PROBLEM TO WORK ON:
Rescale the listing below from the line containing "the dark brown" through the end of the listing, both ends included. Rewrite each of those lines, requests included, multiplying every coordinate in the answers by 0.75 and rounding to whole numbers with halves rounded up, and give only those lines.

SUPPLIED ENTRIES:

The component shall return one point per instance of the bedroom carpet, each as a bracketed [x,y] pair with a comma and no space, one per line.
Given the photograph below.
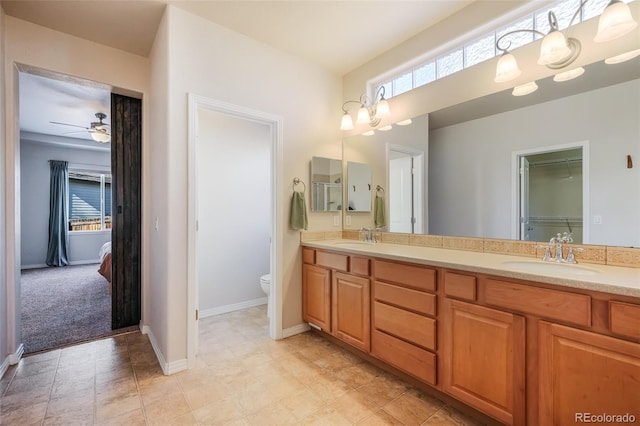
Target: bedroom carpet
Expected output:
[63,305]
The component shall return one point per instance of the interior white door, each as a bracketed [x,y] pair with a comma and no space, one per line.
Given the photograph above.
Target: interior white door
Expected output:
[525,225]
[401,211]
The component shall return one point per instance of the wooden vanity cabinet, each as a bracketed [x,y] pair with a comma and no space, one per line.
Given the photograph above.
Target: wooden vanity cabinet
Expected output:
[582,373]
[336,300]
[484,359]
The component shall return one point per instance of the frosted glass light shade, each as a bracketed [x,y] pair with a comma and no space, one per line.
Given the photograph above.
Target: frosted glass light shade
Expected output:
[507,68]
[347,122]
[622,57]
[101,137]
[568,75]
[525,89]
[554,48]
[615,21]
[382,109]
[363,115]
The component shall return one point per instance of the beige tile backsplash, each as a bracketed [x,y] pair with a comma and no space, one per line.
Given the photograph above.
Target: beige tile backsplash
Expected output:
[602,255]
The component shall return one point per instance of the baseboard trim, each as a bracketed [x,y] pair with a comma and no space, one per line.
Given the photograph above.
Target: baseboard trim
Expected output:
[15,357]
[233,307]
[296,329]
[168,368]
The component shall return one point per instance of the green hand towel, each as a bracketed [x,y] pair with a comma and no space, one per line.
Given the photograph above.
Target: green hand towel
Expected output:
[378,212]
[298,217]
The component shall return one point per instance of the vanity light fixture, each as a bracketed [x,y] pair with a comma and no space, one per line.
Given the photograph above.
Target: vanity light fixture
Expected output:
[525,89]
[558,51]
[622,57]
[371,111]
[568,75]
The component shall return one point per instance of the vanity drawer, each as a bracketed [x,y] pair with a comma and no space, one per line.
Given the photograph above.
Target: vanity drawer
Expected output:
[405,325]
[460,286]
[360,266]
[625,319]
[405,356]
[308,256]
[339,262]
[418,301]
[417,277]
[554,304]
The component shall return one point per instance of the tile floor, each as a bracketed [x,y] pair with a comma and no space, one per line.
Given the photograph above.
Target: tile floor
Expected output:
[242,378]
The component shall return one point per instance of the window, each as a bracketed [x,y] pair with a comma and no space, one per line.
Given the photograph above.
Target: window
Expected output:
[483,47]
[89,201]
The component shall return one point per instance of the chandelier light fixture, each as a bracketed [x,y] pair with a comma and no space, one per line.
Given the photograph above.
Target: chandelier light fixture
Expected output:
[558,51]
[371,111]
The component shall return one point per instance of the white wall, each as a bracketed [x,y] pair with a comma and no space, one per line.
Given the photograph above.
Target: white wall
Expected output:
[27,43]
[470,166]
[192,55]
[234,210]
[34,197]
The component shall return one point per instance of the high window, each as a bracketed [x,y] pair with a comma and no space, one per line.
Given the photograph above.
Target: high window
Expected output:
[89,201]
[482,48]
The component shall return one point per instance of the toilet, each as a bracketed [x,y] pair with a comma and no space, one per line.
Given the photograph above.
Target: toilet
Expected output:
[265,284]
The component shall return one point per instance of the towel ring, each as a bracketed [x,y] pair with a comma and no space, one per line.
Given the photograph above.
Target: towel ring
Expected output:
[297,181]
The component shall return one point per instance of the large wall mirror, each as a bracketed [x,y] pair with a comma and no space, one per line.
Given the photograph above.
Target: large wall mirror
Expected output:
[471,185]
[326,184]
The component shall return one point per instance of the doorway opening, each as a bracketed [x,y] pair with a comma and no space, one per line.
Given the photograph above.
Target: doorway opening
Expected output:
[234,206]
[552,193]
[405,169]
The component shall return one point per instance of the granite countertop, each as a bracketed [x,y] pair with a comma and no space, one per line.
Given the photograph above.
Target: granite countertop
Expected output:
[608,279]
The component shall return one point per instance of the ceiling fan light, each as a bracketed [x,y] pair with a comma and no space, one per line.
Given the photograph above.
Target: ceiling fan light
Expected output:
[615,21]
[622,57]
[507,68]
[525,89]
[101,137]
[554,48]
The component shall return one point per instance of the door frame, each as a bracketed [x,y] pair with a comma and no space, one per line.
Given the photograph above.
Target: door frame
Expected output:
[515,185]
[420,210]
[274,122]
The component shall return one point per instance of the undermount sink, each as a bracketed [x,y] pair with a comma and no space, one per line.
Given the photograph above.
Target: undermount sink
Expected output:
[549,267]
[352,243]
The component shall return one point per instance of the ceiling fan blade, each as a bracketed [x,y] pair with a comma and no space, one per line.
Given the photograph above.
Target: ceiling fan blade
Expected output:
[67,124]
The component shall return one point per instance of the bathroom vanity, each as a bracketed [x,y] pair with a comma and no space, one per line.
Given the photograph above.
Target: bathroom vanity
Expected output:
[519,341]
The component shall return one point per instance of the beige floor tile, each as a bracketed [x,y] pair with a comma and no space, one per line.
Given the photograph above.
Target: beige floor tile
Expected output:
[167,408]
[117,406]
[221,411]
[411,410]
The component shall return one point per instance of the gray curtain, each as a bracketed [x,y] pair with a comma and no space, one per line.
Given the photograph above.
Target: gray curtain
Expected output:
[58,248]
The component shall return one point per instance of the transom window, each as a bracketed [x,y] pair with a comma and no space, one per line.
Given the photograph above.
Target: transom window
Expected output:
[89,201]
[483,48]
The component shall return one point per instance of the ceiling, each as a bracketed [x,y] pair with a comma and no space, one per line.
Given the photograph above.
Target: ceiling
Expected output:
[336,35]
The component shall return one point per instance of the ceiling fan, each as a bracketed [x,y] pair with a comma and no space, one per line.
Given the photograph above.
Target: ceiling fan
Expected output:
[98,130]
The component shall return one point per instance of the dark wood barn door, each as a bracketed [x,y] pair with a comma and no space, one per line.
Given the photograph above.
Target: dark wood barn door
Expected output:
[126,165]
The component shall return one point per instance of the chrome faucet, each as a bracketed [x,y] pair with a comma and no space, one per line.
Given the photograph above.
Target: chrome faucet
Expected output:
[555,243]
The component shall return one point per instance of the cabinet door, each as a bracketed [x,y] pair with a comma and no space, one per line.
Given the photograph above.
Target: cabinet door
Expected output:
[350,310]
[316,296]
[586,374]
[484,359]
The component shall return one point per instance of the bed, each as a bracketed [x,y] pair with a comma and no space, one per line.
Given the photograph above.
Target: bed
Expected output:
[105,262]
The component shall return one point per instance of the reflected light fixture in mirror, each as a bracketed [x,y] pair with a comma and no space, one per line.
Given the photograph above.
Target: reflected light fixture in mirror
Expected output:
[622,57]
[568,75]
[525,89]
[371,111]
[558,51]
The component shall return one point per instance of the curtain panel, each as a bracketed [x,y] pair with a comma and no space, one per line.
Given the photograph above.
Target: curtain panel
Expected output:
[58,247]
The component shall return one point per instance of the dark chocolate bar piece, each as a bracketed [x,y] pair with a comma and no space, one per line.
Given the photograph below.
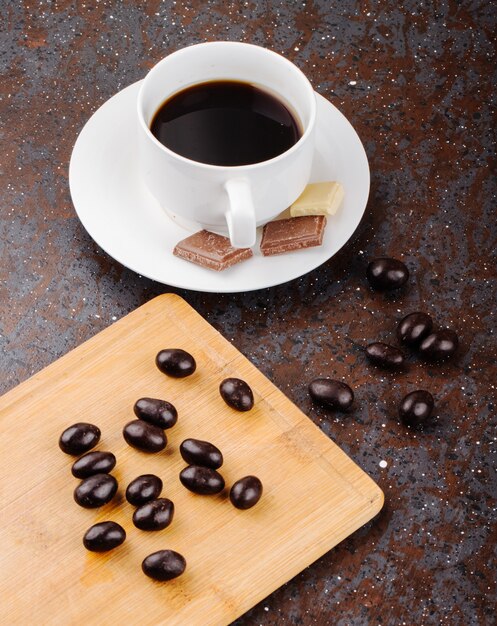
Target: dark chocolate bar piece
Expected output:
[210,250]
[294,233]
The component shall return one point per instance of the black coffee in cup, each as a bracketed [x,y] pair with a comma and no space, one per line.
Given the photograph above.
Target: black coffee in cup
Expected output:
[225,123]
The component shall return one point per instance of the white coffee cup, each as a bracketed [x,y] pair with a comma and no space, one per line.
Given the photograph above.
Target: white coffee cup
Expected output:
[218,198]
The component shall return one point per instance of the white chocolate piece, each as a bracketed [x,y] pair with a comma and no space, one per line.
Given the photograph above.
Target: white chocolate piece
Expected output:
[318,199]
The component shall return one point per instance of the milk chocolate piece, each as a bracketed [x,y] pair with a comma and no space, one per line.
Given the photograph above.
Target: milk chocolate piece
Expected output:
[293,233]
[210,250]
[318,199]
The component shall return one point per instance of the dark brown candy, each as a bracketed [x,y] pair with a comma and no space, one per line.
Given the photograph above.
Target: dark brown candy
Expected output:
[237,394]
[175,362]
[164,565]
[144,436]
[95,491]
[202,480]
[440,345]
[246,492]
[413,328]
[383,355]
[154,515]
[197,452]
[94,462]
[143,489]
[79,438]
[333,394]
[104,536]
[157,412]
[385,273]
[416,407]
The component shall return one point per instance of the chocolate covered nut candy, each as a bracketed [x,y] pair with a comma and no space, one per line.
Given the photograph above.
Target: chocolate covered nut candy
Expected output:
[385,273]
[416,407]
[157,412]
[318,199]
[175,362]
[202,480]
[198,452]
[164,565]
[104,536]
[209,250]
[294,233]
[237,394]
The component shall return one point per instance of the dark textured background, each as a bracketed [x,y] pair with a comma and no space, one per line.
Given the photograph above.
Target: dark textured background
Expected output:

ANSWER FOR THE TASK:
The component shall return one point per instance of the dark brown candy, each as a bracketed [x,y] pair with a comma and no space, one per line.
Given the photograph above.
Target: dark brown candy
Expected output:
[178,296]
[131,272]
[123,424]
[108,327]
[71,368]
[152,360]
[330,259]
[185,369]
[310,246]
[287,266]
[116,386]
[148,339]
[71,347]
[107,367]
[59,329]
[250,296]
[78,402]
[118,309]
[289,205]
[312,305]
The component shall return one point per instance of the chocolate covered nut candy, each as a bracketed [x,y] pair with a comma and no space, one per line.
Given the photograph above.
Target: chocolate covered nut candy
Expected output:
[289,205]
[312,305]
[118,309]
[239,149]
[131,272]
[152,360]
[149,339]
[123,424]
[78,402]
[157,188]
[221,175]
[178,296]
The component shall return one point per instance of the dark textured background, each as a bracketed [x,y] pair with a comma and no space, one per line.
Given the photograph above.
Target: dark textured background
Expected output:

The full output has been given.